Анна Качкаева: Так я так понимаю, что она разными людьми и писалась.
Федор Лукьянов: Безусловно, любая концепция или стратегия пишется разными людьми, но в этом и состоит смысл бюрократического аппарата, чтобы в итоге выстроить и сделать документ, который не производит впечатление собранного из кусков. Кстати говоря, предыдущая концепция 1997 года, а о 90-х годах мы говорим много всего плохого, с точки зрения качестве документа на порядок лучше. Содержательно эта более богата, но та как документ, бюрократический продукт много лучше. Здесь действительно видны эти швы, видны очень странные вещи. Одна вещь меня просто скосила. Я не знаю, кто это написал и откуда это взялось, но вдруг в графе про энергобезопасность говорится о том, что энергобезопасность надо обеспечивать в соответствии с принципами Всемирной торговой организации. Всемирная торговая организация не занимается энергоносителиями, энергорынками. Откуда это взялось… Такое впечатление, что кто-то мимо шел и раз – вписал.
Анна Качкаева: Ну, почему, если учитывать, что это теперь одно из наших главных стратегических таких инструментов, не скажу орудий, то, может быть, это теперь и главное торговое орудие России.
Федор Лукьянов: Во-первых, еще раз говорю, ВТО не занимается энергетикой. И второе, если даже считать, что мы хотим, чтобы она занималась, это противоречит всем предшествующим позициям, потому что ВТО – это либерализация рынков энергетики, против чего "Газпром" и Россия борются довольно эффективно. В общем, какие-то вот вещи, которые показывают, ну, такую небрежность.
Из внешнеполитической части, ну, там есть формальные вещи. То есть приоритеты, на самом деле, не обозначены, вопреки тому, что говорится в комментарии. Там формально перечислены все направления внешней политики, все они приоритеты. Из описания источника угроз явно выплывает…
Анна Качкаева: К внешней политике мы перейдем чуть позже, потому что я хочу процитировать все-таки кусочек бюрократического документа, чтобы вы мне разъяснили и нам всем, что подразумевается под некоторыми вещами здесь. И так, подчеркивается: "Реализация "Стратегии национальной безопасности Российской Федерации" до 2020 года призвана стать мобилизующим фактором развития национальной экономики, улучшения качества жизни населения, обеспечения политической стабильности, укрепления национальной обороны и государственной безопасности, правопорядка, повышения конкурентоспособности и международного престижа Российской Федерации". Вот как стратегия может быть "мобилизующим фактором"? Там тогда по пунктам нужно написать: мобилизуется то-то… Как понимать такую формулировку?

(Сохранённые записи)

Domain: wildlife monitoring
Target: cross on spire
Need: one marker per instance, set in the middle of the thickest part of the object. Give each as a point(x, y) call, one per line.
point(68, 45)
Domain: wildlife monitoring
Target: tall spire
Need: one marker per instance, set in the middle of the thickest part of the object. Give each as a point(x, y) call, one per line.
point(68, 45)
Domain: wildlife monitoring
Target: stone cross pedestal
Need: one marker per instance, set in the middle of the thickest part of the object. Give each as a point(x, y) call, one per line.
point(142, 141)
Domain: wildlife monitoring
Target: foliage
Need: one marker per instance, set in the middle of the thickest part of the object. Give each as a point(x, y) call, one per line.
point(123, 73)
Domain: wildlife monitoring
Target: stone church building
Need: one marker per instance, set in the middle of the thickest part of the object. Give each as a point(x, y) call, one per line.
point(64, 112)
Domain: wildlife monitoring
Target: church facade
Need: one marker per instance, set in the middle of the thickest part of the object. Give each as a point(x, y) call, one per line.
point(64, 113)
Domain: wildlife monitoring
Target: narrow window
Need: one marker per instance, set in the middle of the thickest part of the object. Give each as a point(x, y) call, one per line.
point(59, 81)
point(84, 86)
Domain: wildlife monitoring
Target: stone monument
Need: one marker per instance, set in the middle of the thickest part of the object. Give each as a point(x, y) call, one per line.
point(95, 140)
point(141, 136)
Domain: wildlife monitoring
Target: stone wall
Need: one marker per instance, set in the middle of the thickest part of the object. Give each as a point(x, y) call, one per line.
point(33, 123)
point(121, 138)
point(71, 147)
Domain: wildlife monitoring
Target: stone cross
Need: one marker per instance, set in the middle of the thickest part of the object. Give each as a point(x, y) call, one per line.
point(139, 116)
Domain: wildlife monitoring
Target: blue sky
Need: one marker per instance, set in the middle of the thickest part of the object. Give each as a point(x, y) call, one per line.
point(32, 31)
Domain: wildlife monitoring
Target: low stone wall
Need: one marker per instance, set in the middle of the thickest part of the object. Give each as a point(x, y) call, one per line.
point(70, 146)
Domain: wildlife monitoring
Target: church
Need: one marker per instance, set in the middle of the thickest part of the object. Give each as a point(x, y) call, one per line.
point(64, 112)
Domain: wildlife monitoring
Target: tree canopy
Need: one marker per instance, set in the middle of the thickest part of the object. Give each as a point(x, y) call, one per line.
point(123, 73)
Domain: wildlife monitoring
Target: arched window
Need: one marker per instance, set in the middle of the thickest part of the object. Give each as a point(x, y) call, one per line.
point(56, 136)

• [Что требуется]: Пожалуйста, верните без изменений отрывок из беседы о Стратегии национальной безопасности: от слов «Федор Лукьянов: Во-первых, еще» до слов «ну, такую небрежность.» включительно.

• [Ответ ниже]:
Федор Лукьянов: Во-первых, еще раз говорю, ВТО не занимается энергетикой. И второе, если даже считать, что мы хотим, чтобы она занималась, это противоречит всем предшествующим позициям, потому что ВТО – это либерализация рынков энергетики, против чего "Газпром" и Россия борются довольно эффективно. В общем, какие-то вот вещи, которые показывают, ну, такую небрежность.